Please copy the stretch of data below from the line containing "Please mark the green shrub" through the line containing "(351, 1155)", word for word. Leave the pictures out of your answer.
* * * * * * *
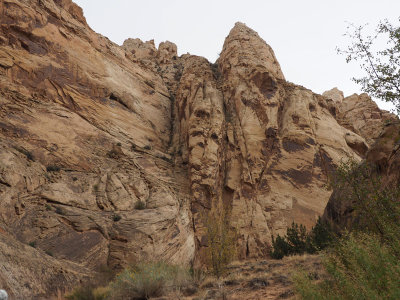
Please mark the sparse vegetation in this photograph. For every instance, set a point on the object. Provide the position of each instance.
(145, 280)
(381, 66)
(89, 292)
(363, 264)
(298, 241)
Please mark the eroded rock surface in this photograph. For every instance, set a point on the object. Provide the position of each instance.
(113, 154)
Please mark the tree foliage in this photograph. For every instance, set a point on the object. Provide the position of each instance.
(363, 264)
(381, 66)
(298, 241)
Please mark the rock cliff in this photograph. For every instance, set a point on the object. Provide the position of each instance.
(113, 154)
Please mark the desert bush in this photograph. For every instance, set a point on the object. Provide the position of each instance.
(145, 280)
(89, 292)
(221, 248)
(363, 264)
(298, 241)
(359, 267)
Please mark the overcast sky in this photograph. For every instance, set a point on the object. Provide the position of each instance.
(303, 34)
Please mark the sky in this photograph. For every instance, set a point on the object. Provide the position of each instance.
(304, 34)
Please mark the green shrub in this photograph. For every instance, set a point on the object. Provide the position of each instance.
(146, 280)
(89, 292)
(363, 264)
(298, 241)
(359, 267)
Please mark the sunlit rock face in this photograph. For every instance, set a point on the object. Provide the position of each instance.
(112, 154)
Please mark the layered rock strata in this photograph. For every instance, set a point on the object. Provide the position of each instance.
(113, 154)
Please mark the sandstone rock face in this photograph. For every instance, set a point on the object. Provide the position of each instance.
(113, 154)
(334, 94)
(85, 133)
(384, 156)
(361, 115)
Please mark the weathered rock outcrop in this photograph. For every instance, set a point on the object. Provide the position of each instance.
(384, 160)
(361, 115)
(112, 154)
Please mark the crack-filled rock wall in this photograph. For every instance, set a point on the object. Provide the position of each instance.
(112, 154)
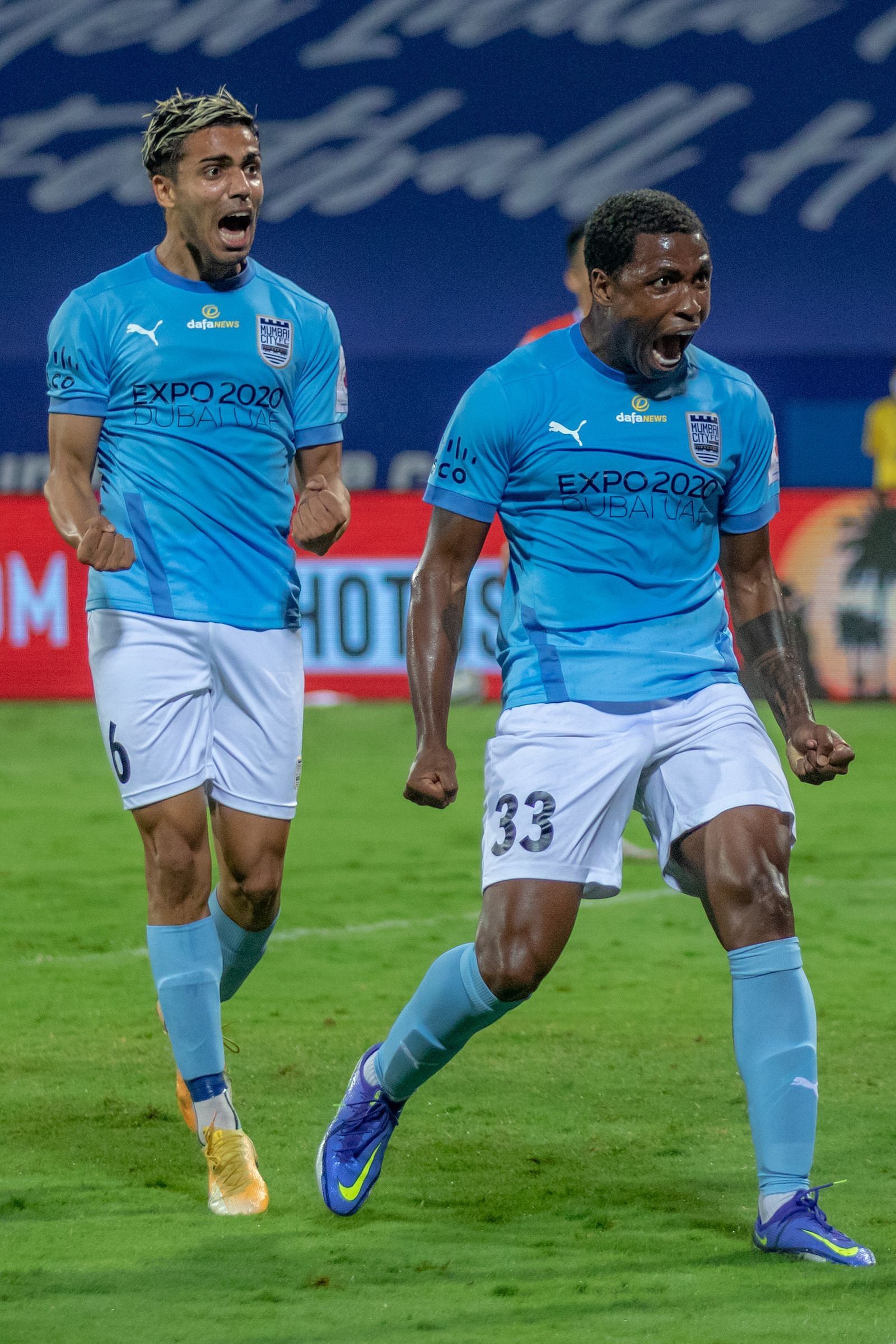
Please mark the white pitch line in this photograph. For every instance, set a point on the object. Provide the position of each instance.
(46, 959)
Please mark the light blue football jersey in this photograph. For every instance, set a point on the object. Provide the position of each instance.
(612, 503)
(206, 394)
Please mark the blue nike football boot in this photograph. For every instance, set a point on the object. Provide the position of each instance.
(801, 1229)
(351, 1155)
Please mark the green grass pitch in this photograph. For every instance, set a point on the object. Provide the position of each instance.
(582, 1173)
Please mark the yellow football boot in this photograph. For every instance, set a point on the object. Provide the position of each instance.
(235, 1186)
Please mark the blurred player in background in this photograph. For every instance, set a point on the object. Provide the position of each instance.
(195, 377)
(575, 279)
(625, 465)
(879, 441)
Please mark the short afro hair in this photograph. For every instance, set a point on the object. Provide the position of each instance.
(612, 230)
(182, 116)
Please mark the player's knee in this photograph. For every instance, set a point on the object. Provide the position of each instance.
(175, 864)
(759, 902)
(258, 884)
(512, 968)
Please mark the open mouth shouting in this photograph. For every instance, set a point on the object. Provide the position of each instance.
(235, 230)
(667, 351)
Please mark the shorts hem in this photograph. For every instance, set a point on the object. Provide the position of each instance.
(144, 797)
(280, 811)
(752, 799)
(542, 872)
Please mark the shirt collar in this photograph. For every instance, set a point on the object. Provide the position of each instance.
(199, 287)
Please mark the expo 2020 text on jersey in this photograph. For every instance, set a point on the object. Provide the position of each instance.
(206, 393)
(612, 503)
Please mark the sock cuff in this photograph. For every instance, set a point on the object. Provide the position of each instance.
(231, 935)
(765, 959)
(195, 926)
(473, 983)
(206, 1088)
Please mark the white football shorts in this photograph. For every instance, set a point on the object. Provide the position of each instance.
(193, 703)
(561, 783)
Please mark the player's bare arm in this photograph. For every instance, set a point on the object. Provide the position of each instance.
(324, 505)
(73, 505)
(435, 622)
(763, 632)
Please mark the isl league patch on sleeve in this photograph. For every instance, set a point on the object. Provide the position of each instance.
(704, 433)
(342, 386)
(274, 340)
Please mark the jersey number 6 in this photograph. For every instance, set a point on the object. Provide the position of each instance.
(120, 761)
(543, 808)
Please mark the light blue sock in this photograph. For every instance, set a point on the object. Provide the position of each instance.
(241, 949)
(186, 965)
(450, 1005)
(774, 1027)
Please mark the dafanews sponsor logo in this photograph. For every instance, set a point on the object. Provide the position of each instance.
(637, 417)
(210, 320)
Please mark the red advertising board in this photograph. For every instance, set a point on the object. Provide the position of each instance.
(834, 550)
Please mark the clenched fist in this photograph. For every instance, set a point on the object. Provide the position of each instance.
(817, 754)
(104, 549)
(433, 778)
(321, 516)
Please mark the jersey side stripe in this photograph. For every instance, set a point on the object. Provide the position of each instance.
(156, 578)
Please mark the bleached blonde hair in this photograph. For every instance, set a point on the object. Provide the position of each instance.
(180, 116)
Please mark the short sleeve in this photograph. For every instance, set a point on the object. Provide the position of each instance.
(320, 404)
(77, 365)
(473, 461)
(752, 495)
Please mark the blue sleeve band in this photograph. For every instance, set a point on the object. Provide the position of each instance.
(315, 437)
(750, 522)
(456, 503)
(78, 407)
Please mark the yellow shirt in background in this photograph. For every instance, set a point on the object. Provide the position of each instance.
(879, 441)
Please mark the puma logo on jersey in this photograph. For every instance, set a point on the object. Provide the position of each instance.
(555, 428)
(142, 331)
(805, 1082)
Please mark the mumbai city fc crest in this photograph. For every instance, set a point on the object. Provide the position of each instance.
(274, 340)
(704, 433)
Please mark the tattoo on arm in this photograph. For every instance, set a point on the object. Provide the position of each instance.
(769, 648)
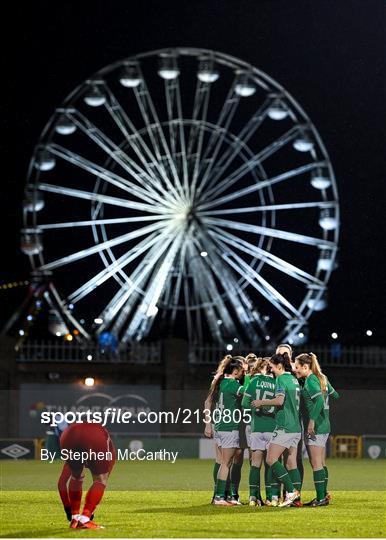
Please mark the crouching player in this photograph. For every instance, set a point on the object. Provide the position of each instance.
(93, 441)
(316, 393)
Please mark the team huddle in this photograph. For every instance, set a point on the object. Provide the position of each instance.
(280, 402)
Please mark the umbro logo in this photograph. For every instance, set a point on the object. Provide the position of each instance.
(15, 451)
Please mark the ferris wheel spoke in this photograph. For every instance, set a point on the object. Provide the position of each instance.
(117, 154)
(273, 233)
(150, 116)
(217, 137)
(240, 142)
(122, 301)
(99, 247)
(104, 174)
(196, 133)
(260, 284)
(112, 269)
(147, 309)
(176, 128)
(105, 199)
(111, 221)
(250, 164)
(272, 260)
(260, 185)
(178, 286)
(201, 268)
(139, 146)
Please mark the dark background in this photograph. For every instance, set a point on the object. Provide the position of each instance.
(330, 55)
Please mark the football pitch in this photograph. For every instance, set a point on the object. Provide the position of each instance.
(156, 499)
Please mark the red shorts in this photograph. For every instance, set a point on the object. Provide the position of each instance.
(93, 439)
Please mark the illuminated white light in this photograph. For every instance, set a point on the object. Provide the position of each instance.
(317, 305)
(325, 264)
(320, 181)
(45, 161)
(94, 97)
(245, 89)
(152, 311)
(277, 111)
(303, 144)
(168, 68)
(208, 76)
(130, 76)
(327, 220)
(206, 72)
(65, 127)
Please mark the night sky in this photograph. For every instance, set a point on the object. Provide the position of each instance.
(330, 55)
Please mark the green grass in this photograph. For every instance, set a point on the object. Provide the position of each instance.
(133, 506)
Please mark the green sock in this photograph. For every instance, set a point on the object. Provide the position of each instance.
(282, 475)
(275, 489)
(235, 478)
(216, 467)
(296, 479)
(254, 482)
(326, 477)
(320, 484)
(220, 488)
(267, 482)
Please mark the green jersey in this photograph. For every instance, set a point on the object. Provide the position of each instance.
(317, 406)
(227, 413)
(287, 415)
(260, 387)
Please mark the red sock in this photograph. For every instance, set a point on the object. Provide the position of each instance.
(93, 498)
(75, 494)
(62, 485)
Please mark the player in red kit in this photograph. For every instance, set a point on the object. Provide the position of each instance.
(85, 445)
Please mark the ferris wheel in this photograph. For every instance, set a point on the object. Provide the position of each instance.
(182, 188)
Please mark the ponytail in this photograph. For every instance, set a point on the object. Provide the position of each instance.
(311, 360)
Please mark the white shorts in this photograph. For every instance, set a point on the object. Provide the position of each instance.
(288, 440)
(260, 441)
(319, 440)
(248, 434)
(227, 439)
* * * * * * *
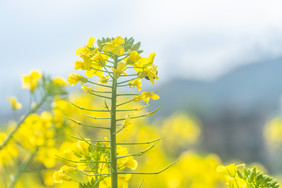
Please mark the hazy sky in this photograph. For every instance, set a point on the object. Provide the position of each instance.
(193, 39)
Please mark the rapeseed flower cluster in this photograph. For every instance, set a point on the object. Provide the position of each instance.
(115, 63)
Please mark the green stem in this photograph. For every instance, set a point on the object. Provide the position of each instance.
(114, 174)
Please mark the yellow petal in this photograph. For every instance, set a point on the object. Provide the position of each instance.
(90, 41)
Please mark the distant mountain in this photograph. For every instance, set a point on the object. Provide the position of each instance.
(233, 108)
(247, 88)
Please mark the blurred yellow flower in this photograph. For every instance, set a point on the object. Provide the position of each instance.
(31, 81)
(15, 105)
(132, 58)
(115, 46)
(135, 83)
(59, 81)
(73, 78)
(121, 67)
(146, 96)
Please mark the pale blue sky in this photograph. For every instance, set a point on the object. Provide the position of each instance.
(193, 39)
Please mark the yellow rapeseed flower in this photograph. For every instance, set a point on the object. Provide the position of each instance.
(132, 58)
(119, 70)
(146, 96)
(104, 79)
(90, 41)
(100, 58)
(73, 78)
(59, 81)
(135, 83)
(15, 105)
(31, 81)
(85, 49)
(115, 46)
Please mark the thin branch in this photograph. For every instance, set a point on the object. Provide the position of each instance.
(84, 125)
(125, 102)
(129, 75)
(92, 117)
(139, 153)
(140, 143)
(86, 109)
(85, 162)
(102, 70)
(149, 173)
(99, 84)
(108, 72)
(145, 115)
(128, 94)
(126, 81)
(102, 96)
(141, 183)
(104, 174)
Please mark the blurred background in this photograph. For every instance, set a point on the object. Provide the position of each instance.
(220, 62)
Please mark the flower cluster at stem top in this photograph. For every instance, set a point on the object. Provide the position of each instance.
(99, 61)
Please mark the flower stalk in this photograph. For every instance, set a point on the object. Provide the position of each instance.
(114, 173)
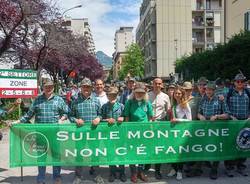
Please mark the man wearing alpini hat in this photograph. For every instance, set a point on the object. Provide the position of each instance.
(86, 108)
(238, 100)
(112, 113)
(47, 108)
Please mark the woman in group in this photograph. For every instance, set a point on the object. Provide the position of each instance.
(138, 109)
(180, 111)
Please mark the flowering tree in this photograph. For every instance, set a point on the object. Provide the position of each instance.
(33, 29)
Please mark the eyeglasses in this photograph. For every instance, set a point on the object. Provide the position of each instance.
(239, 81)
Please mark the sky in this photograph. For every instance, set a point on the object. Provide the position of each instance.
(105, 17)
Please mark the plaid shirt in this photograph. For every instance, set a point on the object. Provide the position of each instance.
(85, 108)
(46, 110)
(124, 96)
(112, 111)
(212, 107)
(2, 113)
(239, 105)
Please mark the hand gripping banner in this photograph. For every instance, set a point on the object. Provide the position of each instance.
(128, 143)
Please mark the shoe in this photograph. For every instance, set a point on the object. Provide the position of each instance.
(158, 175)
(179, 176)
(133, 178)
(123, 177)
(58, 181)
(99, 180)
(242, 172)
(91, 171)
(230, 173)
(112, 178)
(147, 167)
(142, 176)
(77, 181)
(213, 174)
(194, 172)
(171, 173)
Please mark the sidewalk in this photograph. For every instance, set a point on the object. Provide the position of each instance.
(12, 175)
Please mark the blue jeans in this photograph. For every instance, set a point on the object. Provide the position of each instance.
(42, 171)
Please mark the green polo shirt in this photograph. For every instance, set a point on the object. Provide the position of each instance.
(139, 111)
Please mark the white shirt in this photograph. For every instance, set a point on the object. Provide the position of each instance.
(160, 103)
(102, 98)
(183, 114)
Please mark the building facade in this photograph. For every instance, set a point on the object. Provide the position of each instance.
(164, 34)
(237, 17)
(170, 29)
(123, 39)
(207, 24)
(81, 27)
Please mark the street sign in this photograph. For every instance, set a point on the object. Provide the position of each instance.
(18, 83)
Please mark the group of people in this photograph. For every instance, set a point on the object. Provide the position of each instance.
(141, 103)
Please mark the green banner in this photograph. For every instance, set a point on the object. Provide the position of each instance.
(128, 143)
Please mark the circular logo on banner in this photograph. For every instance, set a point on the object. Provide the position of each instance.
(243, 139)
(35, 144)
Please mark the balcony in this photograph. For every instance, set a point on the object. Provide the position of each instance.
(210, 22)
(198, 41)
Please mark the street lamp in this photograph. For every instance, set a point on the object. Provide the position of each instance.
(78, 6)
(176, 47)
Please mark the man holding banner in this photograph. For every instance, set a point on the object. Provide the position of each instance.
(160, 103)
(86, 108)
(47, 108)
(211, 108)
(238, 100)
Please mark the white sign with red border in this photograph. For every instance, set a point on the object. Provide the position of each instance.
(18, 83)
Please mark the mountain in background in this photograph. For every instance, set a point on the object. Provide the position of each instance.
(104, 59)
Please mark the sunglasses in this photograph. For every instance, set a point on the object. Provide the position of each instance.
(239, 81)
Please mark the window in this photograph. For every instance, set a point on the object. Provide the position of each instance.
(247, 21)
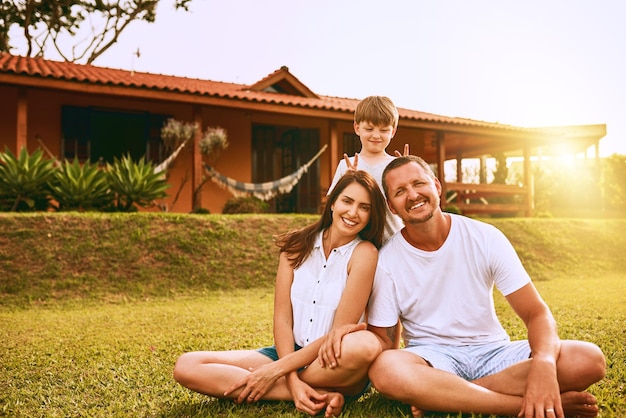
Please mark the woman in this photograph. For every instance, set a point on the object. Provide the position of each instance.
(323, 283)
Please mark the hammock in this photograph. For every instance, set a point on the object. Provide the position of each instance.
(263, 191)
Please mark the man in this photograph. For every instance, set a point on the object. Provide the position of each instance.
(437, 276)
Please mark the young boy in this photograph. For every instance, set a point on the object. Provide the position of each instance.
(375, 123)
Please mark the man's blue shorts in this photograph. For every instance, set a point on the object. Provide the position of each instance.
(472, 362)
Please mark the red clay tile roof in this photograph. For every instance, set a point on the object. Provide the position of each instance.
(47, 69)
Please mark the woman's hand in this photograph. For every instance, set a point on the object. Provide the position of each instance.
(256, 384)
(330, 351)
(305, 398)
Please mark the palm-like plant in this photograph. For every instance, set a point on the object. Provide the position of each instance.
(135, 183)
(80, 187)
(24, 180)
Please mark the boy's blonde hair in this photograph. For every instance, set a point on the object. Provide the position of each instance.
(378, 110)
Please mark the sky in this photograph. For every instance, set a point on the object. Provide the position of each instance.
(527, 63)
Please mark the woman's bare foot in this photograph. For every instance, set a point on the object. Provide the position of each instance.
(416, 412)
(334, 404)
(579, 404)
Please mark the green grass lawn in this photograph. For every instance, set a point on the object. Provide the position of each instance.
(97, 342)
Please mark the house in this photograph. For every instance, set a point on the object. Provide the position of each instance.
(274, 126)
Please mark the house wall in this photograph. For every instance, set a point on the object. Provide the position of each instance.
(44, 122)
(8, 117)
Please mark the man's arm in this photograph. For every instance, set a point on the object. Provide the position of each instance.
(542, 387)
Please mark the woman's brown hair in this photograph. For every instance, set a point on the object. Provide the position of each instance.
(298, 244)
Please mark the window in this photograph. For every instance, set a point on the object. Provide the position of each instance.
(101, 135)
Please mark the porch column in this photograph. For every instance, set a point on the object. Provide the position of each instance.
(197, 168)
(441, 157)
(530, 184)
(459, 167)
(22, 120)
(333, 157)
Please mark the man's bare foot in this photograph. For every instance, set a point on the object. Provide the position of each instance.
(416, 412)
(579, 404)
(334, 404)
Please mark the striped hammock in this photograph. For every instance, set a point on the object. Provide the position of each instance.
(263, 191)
* * * * * * *
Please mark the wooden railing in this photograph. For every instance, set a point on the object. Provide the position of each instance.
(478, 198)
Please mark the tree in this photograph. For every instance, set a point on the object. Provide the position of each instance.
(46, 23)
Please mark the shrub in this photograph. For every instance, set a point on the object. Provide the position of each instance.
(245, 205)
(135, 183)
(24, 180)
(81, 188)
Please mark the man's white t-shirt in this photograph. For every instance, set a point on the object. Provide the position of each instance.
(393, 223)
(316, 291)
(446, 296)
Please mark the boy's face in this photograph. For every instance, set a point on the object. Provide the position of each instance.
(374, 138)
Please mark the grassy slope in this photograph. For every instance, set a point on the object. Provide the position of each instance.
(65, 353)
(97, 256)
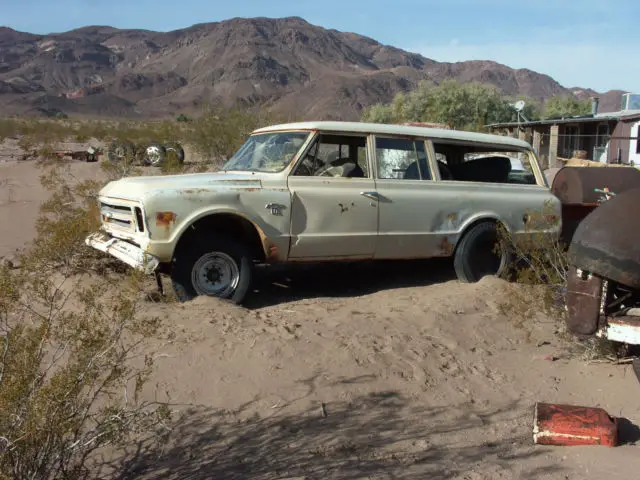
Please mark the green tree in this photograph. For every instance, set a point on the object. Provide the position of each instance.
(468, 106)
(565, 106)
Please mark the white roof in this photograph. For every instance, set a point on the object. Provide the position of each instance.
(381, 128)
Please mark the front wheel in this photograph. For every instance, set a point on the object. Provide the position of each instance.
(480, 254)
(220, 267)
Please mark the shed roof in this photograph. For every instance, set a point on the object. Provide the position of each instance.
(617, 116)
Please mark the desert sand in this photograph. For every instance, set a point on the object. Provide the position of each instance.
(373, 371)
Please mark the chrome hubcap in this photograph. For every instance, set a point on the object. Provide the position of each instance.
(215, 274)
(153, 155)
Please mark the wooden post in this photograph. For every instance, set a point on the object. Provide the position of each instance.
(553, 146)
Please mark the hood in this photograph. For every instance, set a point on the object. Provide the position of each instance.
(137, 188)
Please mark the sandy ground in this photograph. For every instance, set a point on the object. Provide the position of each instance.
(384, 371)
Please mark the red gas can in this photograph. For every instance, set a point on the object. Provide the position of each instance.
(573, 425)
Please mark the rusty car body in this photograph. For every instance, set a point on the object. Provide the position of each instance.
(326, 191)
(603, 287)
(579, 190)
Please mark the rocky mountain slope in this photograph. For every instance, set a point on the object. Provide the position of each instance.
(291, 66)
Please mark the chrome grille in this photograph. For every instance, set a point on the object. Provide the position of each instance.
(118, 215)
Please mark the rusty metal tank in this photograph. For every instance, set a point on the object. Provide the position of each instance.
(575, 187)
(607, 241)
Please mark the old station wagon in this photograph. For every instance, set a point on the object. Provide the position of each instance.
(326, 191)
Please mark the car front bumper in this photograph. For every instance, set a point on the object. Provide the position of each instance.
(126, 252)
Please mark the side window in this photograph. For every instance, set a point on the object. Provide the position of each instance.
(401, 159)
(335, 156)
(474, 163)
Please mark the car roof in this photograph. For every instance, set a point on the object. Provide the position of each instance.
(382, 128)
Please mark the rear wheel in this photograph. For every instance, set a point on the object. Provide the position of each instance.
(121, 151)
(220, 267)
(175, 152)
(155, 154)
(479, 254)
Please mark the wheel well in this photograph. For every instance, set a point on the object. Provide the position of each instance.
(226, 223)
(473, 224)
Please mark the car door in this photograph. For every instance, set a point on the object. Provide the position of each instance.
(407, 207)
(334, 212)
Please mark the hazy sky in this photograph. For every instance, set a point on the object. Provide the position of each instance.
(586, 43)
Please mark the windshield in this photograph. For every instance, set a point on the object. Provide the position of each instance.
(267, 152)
* * * * * * *
> [Answer to the task]:
Please mark the green shrub in this photograph. For every instance, set a point on the object. Provide the position of each instance.
(146, 280)
(89, 292)
(363, 264)
(298, 241)
(359, 267)
Please mark the sunlit rock face in this photograph. For every instance, set a point on the object. Provide the position of each instance.
(112, 154)
Please mark the layered rock strata in this photograph. For every instance, set a point on the object. Provide the position of each instance.
(113, 154)
Please mark the sandstone rock face in this photograph. For every instance, set a point on the object. Provide the position of each instance.
(113, 154)
(334, 94)
(85, 133)
(384, 156)
(361, 115)
Please mark the weathered rock outcrop in this photograph. For every instance, set a point on the object. Provide the position of each instance.
(384, 160)
(361, 115)
(112, 154)
Please mark the crack-filled rock wall in this photograph. For every instance, set a point on the object. Provide the position of each instance.
(112, 154)
Please mark the white pitch line in this photograph. For every instance, set a point on the object. Provide the position of each instance.
(46, 959)
Please mark the light blue football jersey in this photograph. For every instance, set a point on the object. Provide the position of each instance.
(612, 503)
(206, 394)
Please mark the blue nike football boot in this photograph. For every instance, set a point on the object. Provide the position of each instance.
(801, 1229)
(351, 1155)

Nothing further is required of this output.